SUPPLIED RECORDS Block Start
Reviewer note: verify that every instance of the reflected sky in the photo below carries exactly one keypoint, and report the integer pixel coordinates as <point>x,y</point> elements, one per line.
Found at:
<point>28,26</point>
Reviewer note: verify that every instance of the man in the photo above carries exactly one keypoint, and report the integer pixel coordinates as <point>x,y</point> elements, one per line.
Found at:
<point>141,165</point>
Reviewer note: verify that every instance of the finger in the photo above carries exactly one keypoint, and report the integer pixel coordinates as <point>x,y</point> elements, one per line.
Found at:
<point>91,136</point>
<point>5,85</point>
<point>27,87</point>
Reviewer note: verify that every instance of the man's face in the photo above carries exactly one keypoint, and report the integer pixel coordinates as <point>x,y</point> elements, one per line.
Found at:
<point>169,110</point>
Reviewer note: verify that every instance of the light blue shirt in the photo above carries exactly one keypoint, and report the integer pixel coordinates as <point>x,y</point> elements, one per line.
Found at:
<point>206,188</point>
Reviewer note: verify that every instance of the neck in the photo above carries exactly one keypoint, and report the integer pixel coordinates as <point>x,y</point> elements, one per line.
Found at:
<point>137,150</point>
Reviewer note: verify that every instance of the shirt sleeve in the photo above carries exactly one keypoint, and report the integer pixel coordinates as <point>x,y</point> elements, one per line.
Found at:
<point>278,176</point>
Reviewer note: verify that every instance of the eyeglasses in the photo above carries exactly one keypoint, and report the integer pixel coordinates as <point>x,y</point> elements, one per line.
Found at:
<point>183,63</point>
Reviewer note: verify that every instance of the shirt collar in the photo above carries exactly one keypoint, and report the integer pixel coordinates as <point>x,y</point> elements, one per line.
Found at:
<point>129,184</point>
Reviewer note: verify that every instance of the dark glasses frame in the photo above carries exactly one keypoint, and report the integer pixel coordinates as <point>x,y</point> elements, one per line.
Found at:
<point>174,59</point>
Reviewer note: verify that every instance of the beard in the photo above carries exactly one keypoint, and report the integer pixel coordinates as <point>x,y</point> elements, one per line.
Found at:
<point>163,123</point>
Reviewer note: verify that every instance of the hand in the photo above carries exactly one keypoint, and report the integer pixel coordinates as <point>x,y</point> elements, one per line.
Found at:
SUPPLIED RECORDS Block End
> **PROBLEM REQUIREMENTS**: Transcribe the data above in full, exactly as it appears.

> **ANSWER SECTION**:
Reviewer note: verify that every instance of the reflected sky in the photo below carries exactly one keypoint, and report the integer pixel coordinates as <point>x,y</point> elements, one per line.
Found at:
<point>28,26</point>
Reviewer note: verify that every instance of the man in the photo above carries exactly one keypoint, and report the integer pixel coordinates as <point>x,y</point> elements, one per line.
Found at:
<point>141,165</point>
Reviewer note: verify that every instance of the finger in the photo above carries exactly one keypoint, and report the integer pixel coordinates as <point>x,y</point> elements, one per line.
Found at:
<point>91,136</point>
<point>5,85</point>
<point>27,87</point>
Reviewer note: verify that every instance of the man's face in the photo above carries exactly one keypoint, and report the integer pixel coordinates as <point>x,y</point> elements, one per line.
Found at:
<point>169,110</point>
Reviewer note: verify that every instance of the light blue shirt in the photo above carries exactly one keypoint, and report the integer pixel coordinates as <point>x,y</point> elements, one per line.
Found at:
<point>206,188</point>
Reviewer note: verify that every instance of the neck in the photo above carries exactly one keypoint, and report the integer pixel coordinates as <point>x,y</point> elements, one per line.
Found at:
<point>137,150</point>
Reviewer note: verify that every instance of the shirt sleeve in the photo above carries exactly one keypoint, and report the integer pixel coordinates as <point>x,y</point> elements, one per line.
Found at:
<point>278,176</point>
Reviewer note: verify that every instance of the eyeglasses in the photo above carries exactly one keypoint, and report the integer pixel coordinates as <point>x,y</point> elements, one per line.
Found at:
<point>183,63</point>
Reviewer note: verify that every instance of the shirt collar in the photo above carries exactly one keypoint, and report the integer pixel coordinates as <point>x,y</point> elements, one per line.
Found at:
<point>129,184</point>
Reviewer note: verify that every instance of the dark glasses frame in the photo above carries exactly one keypoint, and report the integer pixel coordinates as <point>x,y</point> elements, one per line.
Found at:
<point>174,59</point>
Reviewer note: verify that every instance of the beard in the photo above carries exactly one keypoint, and report the integer pixel coordinates as <point>x,y</point> elements, one per line.
Found at:
<point>163,123</point>
Reviewer note: verify that every instance of the hand in the photo above carries exactly one keypoint, and report the integer pixel coordinates as <point>x,y</point> elements, one per line.
Found at:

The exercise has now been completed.